● **What you should do**: Omit all pictures. Copy exactly the lines from the line containing "Tag each instance of the grassy" to the end of the listing, with both ends included.

Start of Materials provided

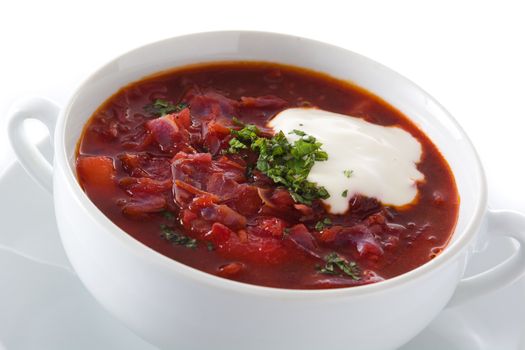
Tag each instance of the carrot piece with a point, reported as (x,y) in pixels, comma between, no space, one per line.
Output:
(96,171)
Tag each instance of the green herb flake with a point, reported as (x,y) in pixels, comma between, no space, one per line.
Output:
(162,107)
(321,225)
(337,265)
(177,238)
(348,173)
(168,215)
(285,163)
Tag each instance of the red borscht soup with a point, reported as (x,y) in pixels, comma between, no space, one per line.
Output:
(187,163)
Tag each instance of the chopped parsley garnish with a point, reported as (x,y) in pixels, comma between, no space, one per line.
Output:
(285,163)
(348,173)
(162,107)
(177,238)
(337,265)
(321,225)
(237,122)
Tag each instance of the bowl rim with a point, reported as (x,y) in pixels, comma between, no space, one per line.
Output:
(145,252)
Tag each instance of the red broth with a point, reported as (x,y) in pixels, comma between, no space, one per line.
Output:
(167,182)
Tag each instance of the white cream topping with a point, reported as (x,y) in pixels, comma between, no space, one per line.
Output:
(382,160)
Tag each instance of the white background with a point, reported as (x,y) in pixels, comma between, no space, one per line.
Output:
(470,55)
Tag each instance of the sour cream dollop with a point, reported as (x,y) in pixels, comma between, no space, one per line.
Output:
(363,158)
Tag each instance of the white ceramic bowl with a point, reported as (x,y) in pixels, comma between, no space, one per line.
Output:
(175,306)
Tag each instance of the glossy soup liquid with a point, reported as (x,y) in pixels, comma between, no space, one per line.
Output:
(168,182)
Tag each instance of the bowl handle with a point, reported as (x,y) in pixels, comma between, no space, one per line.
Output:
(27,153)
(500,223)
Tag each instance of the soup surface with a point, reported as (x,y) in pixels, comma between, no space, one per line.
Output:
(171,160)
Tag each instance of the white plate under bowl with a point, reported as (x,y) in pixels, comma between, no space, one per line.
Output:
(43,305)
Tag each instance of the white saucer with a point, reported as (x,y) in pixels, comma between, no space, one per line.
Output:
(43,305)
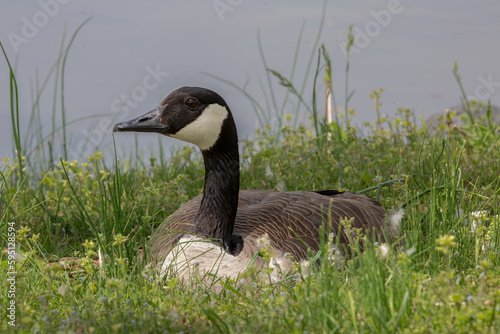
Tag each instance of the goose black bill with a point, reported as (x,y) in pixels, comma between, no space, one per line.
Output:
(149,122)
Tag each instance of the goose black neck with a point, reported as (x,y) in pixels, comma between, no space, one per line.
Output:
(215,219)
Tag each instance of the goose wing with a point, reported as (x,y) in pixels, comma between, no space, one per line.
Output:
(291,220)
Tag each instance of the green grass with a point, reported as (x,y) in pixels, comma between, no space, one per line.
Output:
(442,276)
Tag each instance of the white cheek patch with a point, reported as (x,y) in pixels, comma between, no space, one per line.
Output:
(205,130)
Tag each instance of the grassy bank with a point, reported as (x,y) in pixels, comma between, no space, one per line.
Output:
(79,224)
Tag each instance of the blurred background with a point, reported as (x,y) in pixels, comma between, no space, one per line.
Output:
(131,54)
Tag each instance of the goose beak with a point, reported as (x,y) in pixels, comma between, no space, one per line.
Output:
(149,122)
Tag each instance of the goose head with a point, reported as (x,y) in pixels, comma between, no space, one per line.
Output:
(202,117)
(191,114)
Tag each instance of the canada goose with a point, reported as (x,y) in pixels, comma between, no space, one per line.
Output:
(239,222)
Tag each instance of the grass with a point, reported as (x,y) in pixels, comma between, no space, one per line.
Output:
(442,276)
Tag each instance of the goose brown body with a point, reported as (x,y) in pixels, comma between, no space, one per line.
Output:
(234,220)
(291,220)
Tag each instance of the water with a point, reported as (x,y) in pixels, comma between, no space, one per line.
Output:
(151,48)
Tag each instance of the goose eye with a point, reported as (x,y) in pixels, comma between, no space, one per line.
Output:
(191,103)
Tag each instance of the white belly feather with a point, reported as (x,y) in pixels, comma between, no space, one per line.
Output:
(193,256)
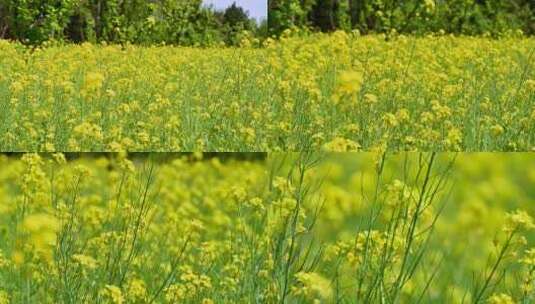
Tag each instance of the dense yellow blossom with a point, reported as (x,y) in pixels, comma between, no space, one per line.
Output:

End of Materials provided

● **Written response**:
Tag each instance of the grassy bank with a point, reported as (x,y) in pixels, comma between, no space, one per line.
Output:
(79,224)
Tag each instance of the blurred background with a point, reported as (x,y) in pixels, comma between, no space, one per line.
Output:
(131,54)
Tag each instance of the goose beak with a point, reported as (x,y) in pixels, comma between, no space, one per line.
Output:
(149,122)
Tag each instance of the goose head with a point, reported as (x,y) in pixels, comma between, no space, one per line.
Output:
(202,117)
(191,114)
Tag each instance of the canada goose with a point, reported as (x,y) in pixels, comma between, no space, one per line.
Output:
(239,222)
Tag each instance of the grass with a point, reported as (x,y) in pixels, comma between, no space, one per line.
Output:
(442,276)
Tag each instance of the goose brown body with a point, reported as (x,y) in pixels, comma between, no space, one per line.
Output:
(234,220)
(291,220)
Tag each instance of the water with a point, reported as (x,y) in pixels, comma between, no space, one per line.
Output:
(151,48)
Tag each instance of the goose eye with a point, reported as (x,y) in pixels, comma between, no space, one per line.
Output:
(191,103)
Tag each instance of the white belly feather with a point, reported as (x,y) in pixels, comma between, no space, one per line.
Output:
(193,256)
Tag each instance of the dense yellow blossom with a point, reported as (x,y) in pixels, comma between, no space, one per line.
Output:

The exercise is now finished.